What to produce:
The data below must be returned in full and exactly.

Task material section start

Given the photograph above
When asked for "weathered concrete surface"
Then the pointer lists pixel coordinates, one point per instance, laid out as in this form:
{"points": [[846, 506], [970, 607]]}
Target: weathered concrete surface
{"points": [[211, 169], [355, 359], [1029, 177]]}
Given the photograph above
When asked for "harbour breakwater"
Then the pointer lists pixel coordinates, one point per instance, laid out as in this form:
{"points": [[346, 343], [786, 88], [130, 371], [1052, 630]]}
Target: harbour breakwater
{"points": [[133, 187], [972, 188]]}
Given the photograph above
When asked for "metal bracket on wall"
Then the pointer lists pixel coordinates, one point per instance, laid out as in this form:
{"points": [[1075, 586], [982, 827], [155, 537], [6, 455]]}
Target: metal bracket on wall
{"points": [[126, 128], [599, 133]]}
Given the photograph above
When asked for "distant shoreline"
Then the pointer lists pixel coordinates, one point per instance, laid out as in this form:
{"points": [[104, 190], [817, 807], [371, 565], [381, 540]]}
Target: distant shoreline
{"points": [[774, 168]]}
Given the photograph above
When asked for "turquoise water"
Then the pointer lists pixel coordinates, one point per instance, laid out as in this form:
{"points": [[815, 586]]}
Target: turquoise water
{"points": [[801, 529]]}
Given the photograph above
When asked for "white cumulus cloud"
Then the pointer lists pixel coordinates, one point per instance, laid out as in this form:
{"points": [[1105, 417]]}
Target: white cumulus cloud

Task material section end

Reply to the task:
Given the photograph above
When asked for "weathered concrete surface"
Then the pointer lists pixel coordinates, one point per instance, laid out as in this form:
{"points": [[846, 506], [970, 607]]}
Target: weathered concrete surface
{"points": [[211, 169], [355, 359], [1029, 177]]}
Given the photograph above
When asked for "harbour breakwater"
Then the pointer lists pixel coordinates, one point per instance, laid out as in this form:
{"points": [[346, 343], [786, 88], [130, 371], [1052, 630]]}
Target: harbour breakwater
{"points": [[133, 187], [972, 188]]}
Given the photograph above
When asked for "metal bracket on wall"
Then the pointer lists pixel coordinates, one point per instance, laid out as in this form:
{"points": [[1075, 586], [982, 827], [155, 537], [6, 455]]}
Target: metal bracket on wall
{"points": [[126, 128], [599, 133]]}
Given the photograph above
When asked for "distant shoreline"
Then the pointer lists pixel coordinates, one point per instance, laid out as in this form:
{"points": [[104, 190], [817, 807], [371, 565], [381, 540]]}
Target: distant shoreline
{"points": [[774, 168]]}
Given the photograph above
When asked for "turquoise water"
Then the pointer lists pixel coordinates, one point per instance, laid out as in this form:
{"points": [[815, 586]]}
Target: turquoise water
{"points": [[801, 529]]}
Given the photograph above
When asked for "white cumulus cloud"
Then the pointer lists pixel coordinates, one point per instance, laid out as in this form:
{"points": [[1105, 417]]}
Target: white cumulus cloud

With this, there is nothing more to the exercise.